▶ [Task instructions]: Please pull out each row of text in the items below that contains the word "line".

▶ [Data provided]:
—————

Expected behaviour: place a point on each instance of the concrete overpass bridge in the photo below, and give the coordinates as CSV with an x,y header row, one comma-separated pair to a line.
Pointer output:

—————

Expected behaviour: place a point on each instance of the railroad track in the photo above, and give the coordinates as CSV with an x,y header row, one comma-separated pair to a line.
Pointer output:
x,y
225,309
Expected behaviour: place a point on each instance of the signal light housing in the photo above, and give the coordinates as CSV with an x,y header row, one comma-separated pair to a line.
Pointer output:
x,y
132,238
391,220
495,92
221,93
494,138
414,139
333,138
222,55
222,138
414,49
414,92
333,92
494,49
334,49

—————

▶ [Correct result]:
Expected behaviour: place a point on each instance of the concrete overpass bridge in the photo below, and give the coordinates as CSV with an x,y header row, one comma-separated pair to a line.
Expected behaviour: place a point on each instance of the railroad track in the photo above, and give the coordinates as CSV with an x,y header row, one comma-separated pair to a line.
Expected behaviour: place a point on each instance of the signal light housing in the photo above, and give the coordinates as CSV with an x,y header row, one comma-separated pair to a line.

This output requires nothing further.